> _Instructions to follow_:
Lay out each line of the records below as a JSON list of strings, with one string per line and no blank lines.

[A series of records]
_____

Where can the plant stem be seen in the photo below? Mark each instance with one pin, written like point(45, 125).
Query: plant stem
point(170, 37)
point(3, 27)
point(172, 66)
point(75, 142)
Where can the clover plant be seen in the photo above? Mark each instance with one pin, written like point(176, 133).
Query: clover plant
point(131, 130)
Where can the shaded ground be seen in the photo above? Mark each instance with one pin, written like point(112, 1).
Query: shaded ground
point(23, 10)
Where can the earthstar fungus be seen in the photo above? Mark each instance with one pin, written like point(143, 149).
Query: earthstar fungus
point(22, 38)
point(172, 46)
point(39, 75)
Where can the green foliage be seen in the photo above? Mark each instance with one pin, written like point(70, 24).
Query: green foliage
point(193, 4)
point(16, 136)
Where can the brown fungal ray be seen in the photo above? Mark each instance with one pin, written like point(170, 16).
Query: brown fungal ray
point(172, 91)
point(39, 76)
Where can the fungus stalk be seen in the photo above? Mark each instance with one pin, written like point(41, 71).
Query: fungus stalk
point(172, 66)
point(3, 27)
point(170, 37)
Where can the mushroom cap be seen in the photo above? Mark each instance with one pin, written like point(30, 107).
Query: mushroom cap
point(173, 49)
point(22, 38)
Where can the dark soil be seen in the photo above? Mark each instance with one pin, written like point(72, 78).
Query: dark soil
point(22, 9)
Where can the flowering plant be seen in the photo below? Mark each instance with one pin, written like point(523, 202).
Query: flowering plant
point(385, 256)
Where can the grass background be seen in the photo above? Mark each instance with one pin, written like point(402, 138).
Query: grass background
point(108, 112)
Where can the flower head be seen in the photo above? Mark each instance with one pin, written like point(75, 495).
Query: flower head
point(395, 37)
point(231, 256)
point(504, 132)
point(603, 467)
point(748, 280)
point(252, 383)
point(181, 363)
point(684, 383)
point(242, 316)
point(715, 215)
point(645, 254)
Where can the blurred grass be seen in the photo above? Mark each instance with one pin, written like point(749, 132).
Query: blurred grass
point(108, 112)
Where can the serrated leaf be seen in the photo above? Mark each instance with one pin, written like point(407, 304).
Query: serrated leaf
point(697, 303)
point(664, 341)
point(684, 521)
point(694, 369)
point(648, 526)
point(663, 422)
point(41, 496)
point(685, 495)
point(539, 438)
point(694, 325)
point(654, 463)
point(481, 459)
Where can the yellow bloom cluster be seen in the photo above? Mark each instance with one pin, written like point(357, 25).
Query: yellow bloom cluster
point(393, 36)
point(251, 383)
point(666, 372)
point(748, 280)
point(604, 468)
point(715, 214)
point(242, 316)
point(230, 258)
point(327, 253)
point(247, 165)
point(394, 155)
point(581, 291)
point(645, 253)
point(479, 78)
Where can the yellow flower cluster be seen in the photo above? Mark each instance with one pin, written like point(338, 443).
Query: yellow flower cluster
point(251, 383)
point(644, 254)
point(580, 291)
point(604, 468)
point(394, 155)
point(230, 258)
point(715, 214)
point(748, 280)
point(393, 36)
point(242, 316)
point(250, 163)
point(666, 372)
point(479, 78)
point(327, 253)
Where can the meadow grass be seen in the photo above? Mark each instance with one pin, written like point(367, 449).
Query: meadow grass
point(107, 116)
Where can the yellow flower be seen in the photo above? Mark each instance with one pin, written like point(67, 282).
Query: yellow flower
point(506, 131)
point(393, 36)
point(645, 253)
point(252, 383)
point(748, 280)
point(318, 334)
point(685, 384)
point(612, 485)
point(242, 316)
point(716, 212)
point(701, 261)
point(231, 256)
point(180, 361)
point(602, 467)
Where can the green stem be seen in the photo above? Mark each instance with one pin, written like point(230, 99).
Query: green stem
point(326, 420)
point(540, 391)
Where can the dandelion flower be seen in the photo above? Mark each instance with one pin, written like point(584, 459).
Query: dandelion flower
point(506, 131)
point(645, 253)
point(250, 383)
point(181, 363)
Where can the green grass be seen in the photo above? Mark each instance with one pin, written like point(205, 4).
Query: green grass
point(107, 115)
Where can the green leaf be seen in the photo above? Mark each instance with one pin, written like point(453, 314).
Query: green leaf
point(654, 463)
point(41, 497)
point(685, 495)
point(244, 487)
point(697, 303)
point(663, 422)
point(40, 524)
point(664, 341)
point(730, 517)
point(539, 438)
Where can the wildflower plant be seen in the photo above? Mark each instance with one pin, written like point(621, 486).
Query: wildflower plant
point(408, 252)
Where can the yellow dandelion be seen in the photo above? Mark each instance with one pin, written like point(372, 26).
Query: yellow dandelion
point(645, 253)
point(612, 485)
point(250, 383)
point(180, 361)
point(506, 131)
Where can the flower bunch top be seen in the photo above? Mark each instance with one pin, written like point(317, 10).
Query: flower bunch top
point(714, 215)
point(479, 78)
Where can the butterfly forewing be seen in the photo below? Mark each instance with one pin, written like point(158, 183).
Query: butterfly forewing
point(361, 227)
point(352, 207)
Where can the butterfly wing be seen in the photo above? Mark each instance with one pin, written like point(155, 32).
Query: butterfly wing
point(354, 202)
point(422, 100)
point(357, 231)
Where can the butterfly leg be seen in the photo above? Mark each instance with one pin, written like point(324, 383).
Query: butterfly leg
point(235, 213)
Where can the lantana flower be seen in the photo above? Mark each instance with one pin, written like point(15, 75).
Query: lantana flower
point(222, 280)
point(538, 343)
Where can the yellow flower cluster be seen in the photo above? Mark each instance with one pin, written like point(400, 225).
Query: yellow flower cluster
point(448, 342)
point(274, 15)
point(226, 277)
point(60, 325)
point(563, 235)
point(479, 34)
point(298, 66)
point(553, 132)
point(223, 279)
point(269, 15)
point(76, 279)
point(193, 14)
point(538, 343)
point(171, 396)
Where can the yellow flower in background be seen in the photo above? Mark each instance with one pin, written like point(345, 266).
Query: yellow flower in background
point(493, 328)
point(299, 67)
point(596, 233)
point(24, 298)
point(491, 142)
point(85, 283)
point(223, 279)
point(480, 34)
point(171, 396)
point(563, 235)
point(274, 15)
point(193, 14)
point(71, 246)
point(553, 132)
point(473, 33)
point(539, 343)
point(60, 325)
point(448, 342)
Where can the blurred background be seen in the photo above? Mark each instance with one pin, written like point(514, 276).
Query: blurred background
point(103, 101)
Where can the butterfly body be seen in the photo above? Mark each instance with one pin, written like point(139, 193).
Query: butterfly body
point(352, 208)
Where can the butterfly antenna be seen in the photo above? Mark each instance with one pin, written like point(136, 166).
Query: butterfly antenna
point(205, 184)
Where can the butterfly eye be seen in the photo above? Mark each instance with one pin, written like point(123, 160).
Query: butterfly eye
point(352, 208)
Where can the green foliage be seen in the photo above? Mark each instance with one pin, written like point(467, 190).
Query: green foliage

_____

> _Answer to the task_:
[
  "Where can the plant stem be seen in the photo below? Mark each instance with one pin, written like point(45, 125).",
  "Query: plant stem",
  "point(170, 37)",
  "point(3, 27)",
  "point(172, 66)",
  "point(75, 142)",
  "Where can the clover plant be seen in the photo above? Mark each instance with one pin, written like point(176, 133).",
  "Query: clover plant",
  "point(131, 130)",
  "Where can the shaded ground be seen in the photo above? Mark each instance with one pin, written like point(112, 1).",
  "Query: shaded ground",
  "point(23, 10)",
  "Where can the earthstar fungus be seen in the photo above? Mark each instance with one pin, written like point(143, 149).",
  "Query: earthstar fungus",
  "point(22, 38)",
  "point(172, 46)",
  "point(39, 75)",
  "Where can the green foliage be seen in the photo above? Mark each instance with one pin, written like point(70, 24).",
  "Query: green foliage",
  "point(193, 4)",
  "point(16, 136)",
  "Where can the brown fungal ray be seen in the photo above? Mark each instance with one pin, written like point(170, 16).",
  "Query: brown fungal ray",
  "point(172, 91)",
  "point(39, 76)",
  "Where can the fungus stalk be seen in the photo above? Mark each instance with one pin, written like point(41, 71).",
  "Query: fungus stalk",
  "point(172, 66)",
  "point(3, 27)",
  "point(170, 37)",
  "Where can the mushroom cap be seen in the photo above? Mark each instance with one pin, written like point(30, 107).",
  "Query: mushroom cap",
  "point(173, 49)",
  "point(22, 38)",
  "Where can the dark soil be seen in the photo above? Mark each instance with one pin, written like point(72, 78).",
  "Query: dark soil",
  "point(22, 9)",
  "Where can the flowering plant be seen in the photo below? Mark each instance with one pin, written like point(523, 202).",
  "Query: flowering plant",
  "point(385, 256)",
  "Where can the grass background be seen in the photo above? Mark each instance with one pin, written like point(402, 138).",
  "Query: grass background",
  "point(108, 112)",
  "Where can the flower head be seen in the photo above? Mark each instance with one pin, written like point(75, 495).",
  "Query: flower head",
  "point(395, 37)",
  "point(231, 256)",
  "point(504, 132)",
  "point(603, 467)",
  "point(748, 280)",
  "point(252, 383)",
  "point(181, 363)",
  "point(684, 383)",
  "point(242, 316)",
  "point(715, 215)",
  "point(645, 254)",
  "Where can the blurred grass be seen in the photo above? Mark each instance with one pin, written like point(749, 132).",
  "Query: blurred grass",
  "point(108, 112)",
  "Where can the serrated leaf be seen in the photo above? Mark each instance with one pin, written like point(407, 304).",
  "Query: serrated leaf",
  "point(697, 303)",
  "point(664, 341)",
  "point(684, 521)",
  "point(694, 369)",
  "point(648, 526)",
  "point(663, 422)",
  "point(41, 496)",
  "point(685, 495)",
  "point(539, 438)",
  "point(694, 325)",
  "point(654, 463)",
  "point(481, 459)",
  "Where can the yellow bloom cluster be seen in the photo above? Mark each instance with one pin, written like point(357, 25).",
  "Query: yellow bloom cluster",
  "point(393, 36)",
  "point(251, 383)",
  "point(666, 372)",
  "point(748, 280)",
  "point(604, 468)",
  "point(715, 214)",
  "point(242, 316)",
  "point(230, 258)",
  "point(327, 253)",
  "point(247, 165)",
  "point(394, 155)",
  "point(581, 291)",
  "point(645, 253)",
  "point(479, 78)",
  "Where can the yellow flower cluster be seen in the photo above? Mark each instance with one pin, written like point(338, 443).",
  "Query: yellow flower cluster",
  "point(251, 383)",
  "point(644, 254)",
  "point(580, 291)",
  "point(604, 468)",
  "point(394, 155)",
  "point(230, 258)",
  "point(715, 214)",
  "point(748, 280)",
  "point(393, 36)",
  "point(242, 316)",
  "point(250, 163)",
  "point(666, 372)",
  "point(479, 78)",
  "point(327, 253)",
  "Where can the meadow grass be seen in the photo above? Mark each instance with one pin, written like point(367, 449).",
  "Query: meadow grass",
  "point(107, 116)",
  "Where can the yellow flower be seen in the photo above? Mark each instance with one pin, written like point(67, 282).",
  "Query: yellow flower",
  "point(506, 131)",
  "point(393, 36)",
  "point(645, 253)",
  "point(252, 383)",
  "point(748, 280)",
  "point(318, 334)",
  "point(685, 384)",
  "point(612, 485)",
  "point(242, 316)",
  "point(716, 212)",
  "point(701, 261)",
  "point(231, 256)",
  "point(180, 361)",
  "point(602, 467)",
  "Where can the green stem be seen in the photo above? Mark each instance with one pin, written like point(230, 99).",
  "Query: green stem",
  "point(326, 420)",
  "point(540, 391)",
  "Where can the dandelion flower be seen in the photo above? Mark each instance with one pin, written like point(584, 459).",
  "Query: dandelion flower",
  "point(506, 131)",
  "point(645, 253)",
  "point(250, 383)",
  "point(181, 363)",
  "Where can the green grass be seen in the photo above? Mark each instance with one pin, written like point(205, 4).",
  "Query: green grass",
  "point(107, 115)",
  "Where can the green leaf be seen in the photo above? Mark each instance with one pin, written like point(453, 314).",
  "Query: green leaf",
  "point(654, 463)",
  "point(41, 497)",
  "point(685, 495)",
  "point(244, 487)",
  "point(697, 303)",
  "point(663, 422)",
  "point(40, 524)",
  "point(664, 341)",
  "point(730, 517)",
  "point(539, 438)",
  "Where can the wildflower plant be seen in the photo above? Mark each instance with one pin, written like point(621, 486).",
  "Query: wildflower plant",
  "point(408, 252)",
  "Where can the yellow dandelion be seen in the photo above? Mark each instance with one pin, written like point(372, 26).",
  "Query: yellow dandelion",
  "point(645, 253)",
  "point(612, 485)",
  "point(250, 383)",
  "point(180, 361)",
  "point(506, 131)",
  "Where can the flower bunch top be seen in the photo above? Mark each instance with one pin, written like point(317, 10).",
  "Query: flower bunch top",
  "point(714, 215)",
  "point(479, 78)",
  "Where can the butterfly forewing be seen in the photo below? Mark each instance with one pin, written like point(158, 183).",
  "Query: butterfly forewing",
  "point(361, 227)",
  "point(352, 207)",
  "Where can the butterfly wing be seen in the photo above? Mark each instance with one pin, written like point(155, 32).",
  "Query: butterfly wing",
  "point(354, 202)",
  "point(422, 100)",
  "point(357, 231)",
  "Where can the butterfly leg be seen in the photo above? Mark each instance with one pin, written like point(324, 383).",
  "Query: butterfly leg",
  "point(235, 213)",
  "Where can the lantana flower be seen in the photo above? Mark each instance with one pin, written like point(15, 75).",
  "Query: lantana flower",
  "point(222, 280)",
  "point(538, 343)",
  "Where can the yellow flower cluster be seen in the photo above? Mark each instance with one pin, written like point(400, 225).",
  "Query: yellow flower cluster",
  "point(448, 342)",
  "point(274, 15)",
  "point(226, 277)",
  "point(60, 325)",
  "point(563, 235)",
  "point(479, 34)",
  "point(298, 66)",
  "point(553, 132)",
  "point(223, 279)",
  "point(269, 15)",
  "point(76, 279)",
  "point(193, 14)",
  "point(538, 343)",
  "point(171, 396)",
  "Where can the yellow flower in background be seen in the photo above? Mark each instance with one pin, written like point(345, 266).",
  "Query: yellow flower in background",
  "point(493, 328)",
  "point(299, 67)",
  "point(596, 233)",
  "point(24, 298)",
  "point(491, 142)",
  "point(85, 283)",
  "point(223, 279)",
  "point(480, 34)",
  "point(171, 396)",
  "point(563, 235)",
  "point(274, 15)",
  "point(193, 14)",
  "point(71, 246)",
  "point(553, 132)",
  "point(473, 33)",
  "point(539, 343)",
  "point(60, 325)",
  "point(448, 342)",
  "Where can the blurred background be seen in the photo above? Mark each instance with one pin, written like point(514, 276).",
  "Query: blurred background",
  "point(103, 101)",
  "Where can the butterfly body be seen in the photo above? Mark each instance with one pin, written like point(139, 193).",
  "Query: butterfly body",
  "point(352, 208)",
  "Where can the butterfly antenna be seen in the photo above? Mark each instance with one pin, written like point(136, 166).",
  "Query: butterfly antenna",
  "point(205, 184)",
  "Where can the butterfly eye be seen in the photo above? Mark each instance with one pin, written like point(123, 160).",
  "Query: butterfly eye",
  "point(352, 208)",
  "Where can the green foliage be seen in the photo above? Mark each instance with one pin, written like point(467, 190).",
  "Query: green foliage"
]